_BRIEF:_
Please write out every line of the rows below again, requests included, multiplying each point coordinate in the answers by 0.7 and rounding to whole numbers, with halves rounded up. Leave the pictures out.

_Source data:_
----------------------------------------
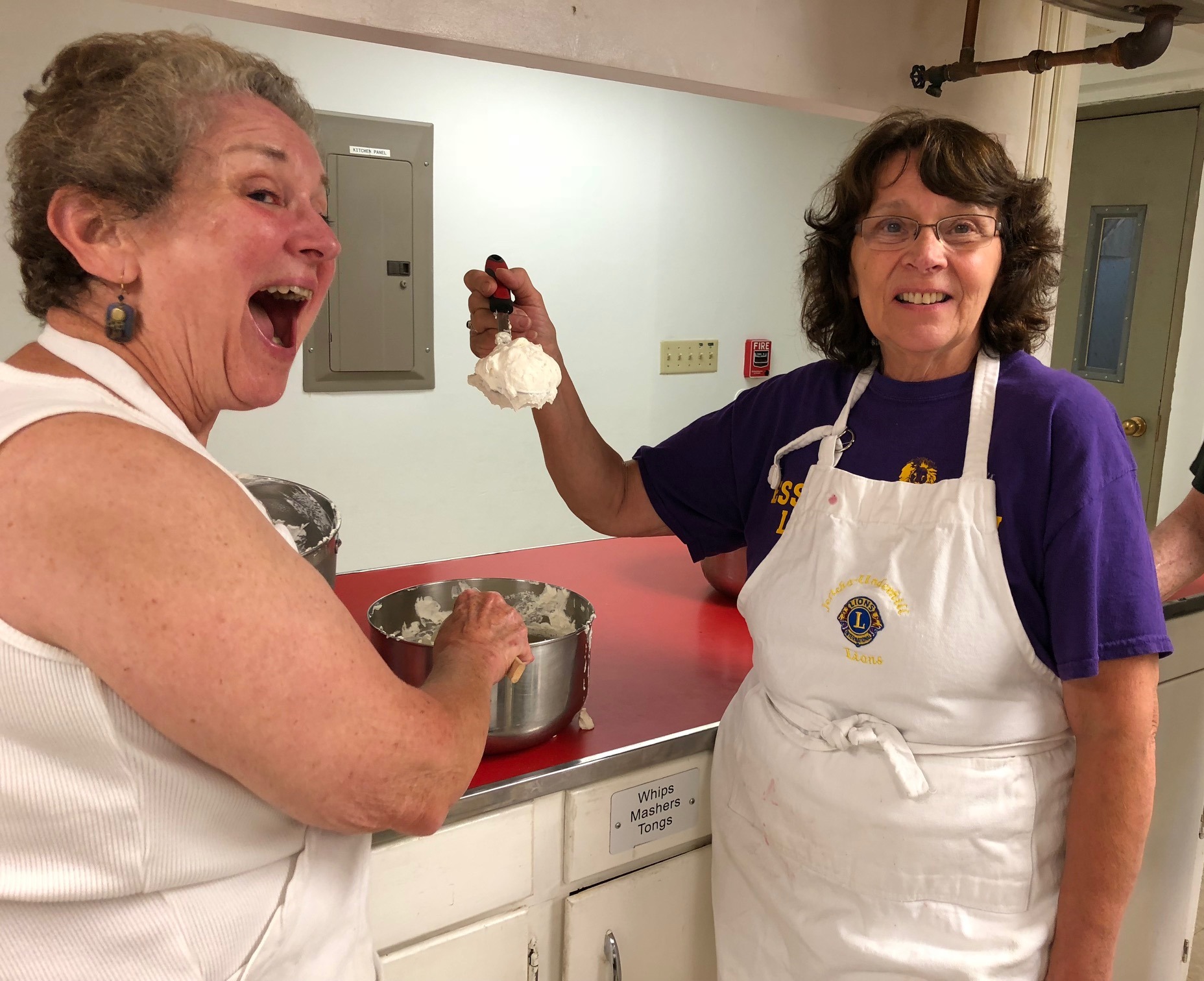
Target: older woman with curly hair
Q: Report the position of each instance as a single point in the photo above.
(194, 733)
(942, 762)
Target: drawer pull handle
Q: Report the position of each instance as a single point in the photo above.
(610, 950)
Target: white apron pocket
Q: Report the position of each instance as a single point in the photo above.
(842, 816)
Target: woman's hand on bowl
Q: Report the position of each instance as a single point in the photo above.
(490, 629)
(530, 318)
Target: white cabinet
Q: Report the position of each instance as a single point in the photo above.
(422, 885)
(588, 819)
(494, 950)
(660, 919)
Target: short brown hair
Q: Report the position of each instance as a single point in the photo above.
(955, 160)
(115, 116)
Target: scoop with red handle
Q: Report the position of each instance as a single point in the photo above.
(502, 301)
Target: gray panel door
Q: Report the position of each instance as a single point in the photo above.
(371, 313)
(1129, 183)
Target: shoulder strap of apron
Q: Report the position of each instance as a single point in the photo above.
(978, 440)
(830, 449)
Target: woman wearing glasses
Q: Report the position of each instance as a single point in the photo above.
----------------------------------------
_RESULT OF THE TASK:_
Target: older woman with curly hair
Q: Report the position of each instance as a single point in the photo above.
(136, 513)
(659, 533)
Target: drawer pull handle
Q: Report the position of each instance as a single point in the photo above.
(427, 665)
Target: white apron pocket
Q: Report the position of each instance as a single point in the photo above.
(589, 571)
Target: woman's hand on bowl
Q: Report the position of each instance as a single point in the photo above.
(343, 440)
(371, 223)
Target: white cabinet
Q: Report the position of each instance as a single point in the photo above.
(295, 620)
(412, 573)
(346, 665)
(462, 643)
Target: short brown hair
Q: Report the position of each instance as a single point in the photo above.
(669, 112)
(81, 81)
Target: scoop with red handle
Q: Report the position of each instance as a single point in the photo above.
(351, 211)
Target: gray panel door
Q: Report the position of each instance as a single point in the photo above.
(260, 219)
(790, 128)
Target: shoulder strap of apron
Q: Report the position of each instance as a single point in the photo above.
(685, 308)
(581, 314)
Target: woman wearing glasses
Q: Report the position of each instance as a single point in the photo above.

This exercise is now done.